(Point localization data)
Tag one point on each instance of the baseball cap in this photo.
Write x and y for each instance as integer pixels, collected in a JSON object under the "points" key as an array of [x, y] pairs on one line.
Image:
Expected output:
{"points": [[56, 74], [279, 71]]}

→ **Task objective**
Search the records for the string "instance" and report each line that has it.

→ **Task output**
Tag one point on each instance of the baseball cap in this photo.
Write x and y for each instance as integer pixels, collected in a JSON object under the "points" key as an array of [x, y] pairs on one line.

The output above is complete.